*SELECTED EXCERPT*:
..........

# Wet boots - suggestions



## Ton_Def (Dec 23, 2008)

So I have a really nice pair of ice fishing boots that are exceptional at keeping my feet toasty in the coldest conditions. They're 100% waterproof, which is both good and bad... I've noticed on long days or overnighters, that condensation forms inside the bottom cavities of the boot. I wear heavy wool socks and the boot has a thick liner, but after many hours on the ice the moisture begins to chill my feet.

Anyone else have this problem? Suggestions? Solutions?


----------



## Critter (Mar 20, 2010)

I used a boot dryer similar to this one from Cabela's for over 10 years while I was working and hunting out of my house. It was real nice putting on nice dry warm boots in the mornings.

http://www.cabelas.com/product/Cabelas- ... l+Products


----------



## Kevin D (Sep 15, 2007)

Try wearing two pair of socks with a plastic grocery bag between them.....it'll keep moisture from your feet from permeating into your boot insulation. Dry boot insulation means warm feet even after a long day.


----------



## duneman101 (Nov 6, 2009)

this sounds ridiculous, but works great! go buy some spray on antiperspirant like axe and apply a heavy coating to your feet before you put on your socks, also add some talc or baby powder to your boots, i thought both were idiotic until i tried it. And your old lady won't complain about foot odors anymore! 

PS if you also use them for hunting animals with a nose like deer, don't do this, i have a great pair or hunting boots that also smell too good.


----------



## Ton_Def (Dec 23, 2008)

duneman101 said:


> this sounds ridiculous, but works great! go buy some spray on antiperspirant like axe and apply a heavy coating to your feet before you put on your socks, also add some talc or baby powder to your boots, i thought both were idiotic until i tried it. And your old lady won't complain about foot odors anymore!
> 
> PS if you also use them for hunting animals with a nose like deer, don't do this, i have a great pair or hunting boots that also smell too good.


Cool tip! I've put Gold Bond in the boots to try and keep them dry, but nothing ever on my feet. I might just try this one!


----------



## duneman101 (Nov 6, 2009)

Ton_Def said:


> duneman101 said:
> 
> 
> > this sounds ridiculous, but works great! go buy some spray on antiperspirant like axe and apply a heavy coating to your feet before you put on your socks, also add some talc or baby powder to your boots, i thought both were idiotic until i tried it. And your old lady won't complain about foot odors anymore!
> ...


I've been doing it for a year now and won't go back, just make sure you buy the antiperspirant kind, not just the deoderant.


----------



## Grandpa D (Sep 7, 2007)

Try a pair of polyproplene socks against your feet. Then wool socks over them. This will wick the moisture away from your feet.


----------



## RnF (Sep 25, 2007)

Changing your socks does wonders. Just bring a few extra pairs.


----------



## Chaser (Sep 28, 2007)

RnF said:


> Changing your socks does wonders. Just bring a few extra pairs.


+1. I also agree with layering. A thin, wicking layer against your skin with a thick, insulating layer over them really helps. If your liner is getting wet and takes a long time to dry out, consider buying another set of liners for your boots, and swap them out when necessary to let the first set dry out.


----------

..........

*WORK INSTRUCTION 1*: Translate the sentence "Changing your socks does wonders." from the forum thread on wet boots into Spanish.

*DATASET EXCERPTS*:

..........

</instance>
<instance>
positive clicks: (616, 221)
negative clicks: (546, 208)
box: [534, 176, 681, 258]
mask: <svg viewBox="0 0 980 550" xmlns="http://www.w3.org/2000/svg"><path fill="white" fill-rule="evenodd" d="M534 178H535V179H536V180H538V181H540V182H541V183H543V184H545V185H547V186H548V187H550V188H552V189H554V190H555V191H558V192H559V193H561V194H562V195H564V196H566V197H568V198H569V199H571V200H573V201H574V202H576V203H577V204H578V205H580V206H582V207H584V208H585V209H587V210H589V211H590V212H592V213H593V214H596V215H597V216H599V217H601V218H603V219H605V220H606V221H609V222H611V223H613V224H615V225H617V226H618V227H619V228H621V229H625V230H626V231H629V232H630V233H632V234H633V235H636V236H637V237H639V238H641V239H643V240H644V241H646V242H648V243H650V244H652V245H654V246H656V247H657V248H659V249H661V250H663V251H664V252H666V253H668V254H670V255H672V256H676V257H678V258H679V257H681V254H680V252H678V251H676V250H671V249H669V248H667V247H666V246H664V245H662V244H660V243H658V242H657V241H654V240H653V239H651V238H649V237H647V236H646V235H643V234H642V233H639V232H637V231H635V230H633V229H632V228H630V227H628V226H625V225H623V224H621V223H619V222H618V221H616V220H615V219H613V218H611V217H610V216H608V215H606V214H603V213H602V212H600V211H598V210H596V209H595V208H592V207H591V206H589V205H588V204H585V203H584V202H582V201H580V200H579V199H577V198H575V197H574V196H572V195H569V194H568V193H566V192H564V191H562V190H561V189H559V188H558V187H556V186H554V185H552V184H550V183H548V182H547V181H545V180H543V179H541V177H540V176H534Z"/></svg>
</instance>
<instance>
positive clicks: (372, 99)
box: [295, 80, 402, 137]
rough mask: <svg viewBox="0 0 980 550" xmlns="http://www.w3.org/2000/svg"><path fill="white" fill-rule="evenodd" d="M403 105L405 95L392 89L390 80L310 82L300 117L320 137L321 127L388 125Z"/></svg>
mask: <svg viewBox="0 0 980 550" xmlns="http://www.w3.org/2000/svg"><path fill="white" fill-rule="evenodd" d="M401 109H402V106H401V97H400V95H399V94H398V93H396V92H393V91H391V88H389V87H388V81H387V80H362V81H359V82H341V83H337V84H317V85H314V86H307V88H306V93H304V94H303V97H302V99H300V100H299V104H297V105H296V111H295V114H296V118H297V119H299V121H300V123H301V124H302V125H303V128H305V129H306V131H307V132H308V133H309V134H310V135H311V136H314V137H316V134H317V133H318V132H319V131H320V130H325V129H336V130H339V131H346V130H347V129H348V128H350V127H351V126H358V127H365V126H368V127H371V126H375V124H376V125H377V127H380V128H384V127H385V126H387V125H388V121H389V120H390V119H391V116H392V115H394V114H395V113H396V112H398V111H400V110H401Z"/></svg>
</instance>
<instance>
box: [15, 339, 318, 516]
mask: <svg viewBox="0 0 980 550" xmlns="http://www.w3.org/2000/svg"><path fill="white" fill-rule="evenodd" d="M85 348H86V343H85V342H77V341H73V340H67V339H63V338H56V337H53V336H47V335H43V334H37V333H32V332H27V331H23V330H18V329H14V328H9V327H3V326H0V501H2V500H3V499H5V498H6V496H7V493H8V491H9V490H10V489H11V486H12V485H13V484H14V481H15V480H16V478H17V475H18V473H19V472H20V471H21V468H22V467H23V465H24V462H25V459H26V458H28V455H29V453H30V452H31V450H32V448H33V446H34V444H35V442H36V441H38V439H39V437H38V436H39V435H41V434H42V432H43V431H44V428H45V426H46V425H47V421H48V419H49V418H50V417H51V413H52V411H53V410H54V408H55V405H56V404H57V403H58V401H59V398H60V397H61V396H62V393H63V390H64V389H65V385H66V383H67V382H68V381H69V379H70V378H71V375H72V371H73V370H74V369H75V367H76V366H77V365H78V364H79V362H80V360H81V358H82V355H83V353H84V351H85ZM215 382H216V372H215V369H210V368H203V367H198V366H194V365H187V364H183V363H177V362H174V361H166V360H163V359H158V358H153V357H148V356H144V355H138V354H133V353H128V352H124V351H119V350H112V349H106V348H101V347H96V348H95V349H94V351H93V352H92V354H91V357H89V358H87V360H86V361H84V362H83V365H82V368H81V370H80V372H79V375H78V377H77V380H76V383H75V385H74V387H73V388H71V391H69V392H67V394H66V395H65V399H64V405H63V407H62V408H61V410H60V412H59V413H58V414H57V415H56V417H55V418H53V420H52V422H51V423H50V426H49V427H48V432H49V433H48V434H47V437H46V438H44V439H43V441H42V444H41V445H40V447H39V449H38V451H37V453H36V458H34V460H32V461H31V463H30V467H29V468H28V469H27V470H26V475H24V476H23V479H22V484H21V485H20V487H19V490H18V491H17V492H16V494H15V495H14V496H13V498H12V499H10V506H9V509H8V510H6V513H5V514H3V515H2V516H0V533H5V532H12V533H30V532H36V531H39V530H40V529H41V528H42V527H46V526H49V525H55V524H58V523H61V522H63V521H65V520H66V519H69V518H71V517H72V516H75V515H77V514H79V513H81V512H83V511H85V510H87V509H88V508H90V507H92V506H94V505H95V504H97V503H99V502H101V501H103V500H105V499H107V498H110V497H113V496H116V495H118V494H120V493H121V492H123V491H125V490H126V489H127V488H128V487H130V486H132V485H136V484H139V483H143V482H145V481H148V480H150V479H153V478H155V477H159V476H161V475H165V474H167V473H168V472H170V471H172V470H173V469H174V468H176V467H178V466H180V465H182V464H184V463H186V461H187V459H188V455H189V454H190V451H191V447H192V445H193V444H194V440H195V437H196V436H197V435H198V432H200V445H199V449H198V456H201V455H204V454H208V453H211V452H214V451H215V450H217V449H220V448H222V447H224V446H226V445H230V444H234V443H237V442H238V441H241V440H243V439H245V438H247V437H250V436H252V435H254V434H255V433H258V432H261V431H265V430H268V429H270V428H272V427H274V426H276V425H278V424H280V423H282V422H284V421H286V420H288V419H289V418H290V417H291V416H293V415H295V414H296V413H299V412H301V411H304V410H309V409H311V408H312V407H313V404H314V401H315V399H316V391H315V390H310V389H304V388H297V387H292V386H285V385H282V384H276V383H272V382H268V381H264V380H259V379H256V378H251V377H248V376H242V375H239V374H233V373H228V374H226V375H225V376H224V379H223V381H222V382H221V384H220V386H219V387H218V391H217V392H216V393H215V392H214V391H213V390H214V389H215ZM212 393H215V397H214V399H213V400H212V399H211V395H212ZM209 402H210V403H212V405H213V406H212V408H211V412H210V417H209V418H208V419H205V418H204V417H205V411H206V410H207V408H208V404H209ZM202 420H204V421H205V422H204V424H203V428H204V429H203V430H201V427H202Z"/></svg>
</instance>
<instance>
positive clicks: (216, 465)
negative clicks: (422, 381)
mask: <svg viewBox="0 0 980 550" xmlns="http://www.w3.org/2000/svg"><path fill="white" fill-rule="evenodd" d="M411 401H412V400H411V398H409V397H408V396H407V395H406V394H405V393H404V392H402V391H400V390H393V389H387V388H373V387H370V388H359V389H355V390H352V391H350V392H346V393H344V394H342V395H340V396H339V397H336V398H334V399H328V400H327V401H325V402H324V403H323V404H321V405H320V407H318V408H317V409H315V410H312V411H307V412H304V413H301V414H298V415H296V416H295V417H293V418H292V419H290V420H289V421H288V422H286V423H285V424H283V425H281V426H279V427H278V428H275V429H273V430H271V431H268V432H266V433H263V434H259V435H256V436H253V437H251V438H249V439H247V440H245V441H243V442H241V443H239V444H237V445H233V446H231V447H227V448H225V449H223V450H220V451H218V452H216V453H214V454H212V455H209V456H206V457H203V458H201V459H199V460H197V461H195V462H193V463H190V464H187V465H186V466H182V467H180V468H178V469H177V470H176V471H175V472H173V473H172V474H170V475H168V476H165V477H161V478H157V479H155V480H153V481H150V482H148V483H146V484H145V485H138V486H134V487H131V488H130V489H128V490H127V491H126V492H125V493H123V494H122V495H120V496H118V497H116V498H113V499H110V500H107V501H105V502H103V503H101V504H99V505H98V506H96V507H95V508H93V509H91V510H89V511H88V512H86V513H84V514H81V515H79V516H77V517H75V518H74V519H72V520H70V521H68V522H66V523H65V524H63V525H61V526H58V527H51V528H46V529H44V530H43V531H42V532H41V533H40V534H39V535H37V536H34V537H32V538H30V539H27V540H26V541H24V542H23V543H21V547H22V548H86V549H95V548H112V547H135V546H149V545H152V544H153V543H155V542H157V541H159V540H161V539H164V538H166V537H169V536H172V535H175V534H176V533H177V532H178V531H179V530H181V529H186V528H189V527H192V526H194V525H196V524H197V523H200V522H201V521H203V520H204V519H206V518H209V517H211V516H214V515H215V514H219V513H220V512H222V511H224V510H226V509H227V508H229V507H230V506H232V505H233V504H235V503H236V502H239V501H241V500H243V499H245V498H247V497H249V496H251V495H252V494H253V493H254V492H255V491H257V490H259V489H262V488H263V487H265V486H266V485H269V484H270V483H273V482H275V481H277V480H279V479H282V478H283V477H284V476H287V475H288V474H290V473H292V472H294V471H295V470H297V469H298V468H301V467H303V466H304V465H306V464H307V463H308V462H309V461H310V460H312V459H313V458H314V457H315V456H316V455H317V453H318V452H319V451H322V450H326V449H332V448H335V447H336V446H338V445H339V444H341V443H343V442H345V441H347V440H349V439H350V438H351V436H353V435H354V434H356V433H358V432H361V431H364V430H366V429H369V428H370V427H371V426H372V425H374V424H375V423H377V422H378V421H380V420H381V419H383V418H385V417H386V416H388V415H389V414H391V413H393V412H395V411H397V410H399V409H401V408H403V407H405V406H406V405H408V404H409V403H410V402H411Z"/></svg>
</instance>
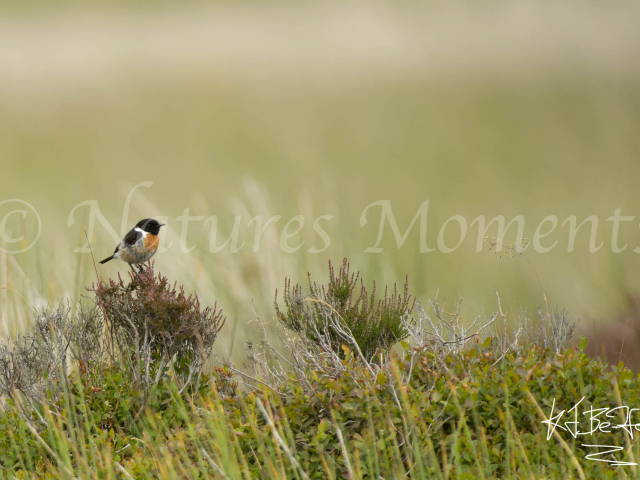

..........

*WORK INSTRUCTION 2*: Reproduce the records exactly, starting at their first line and stopping after the line that has "box: [534, 176, 681, 258]", with nothing else included.

*TASK SOLUTION 1*: Cambiar de calcetines hace maravillas.

*TASK SOLUTION 2*:
</instance>
<instance>
positive clicks: (616, 221)
negative clicks: (546, 208)
box: [534, 176, 681, 258]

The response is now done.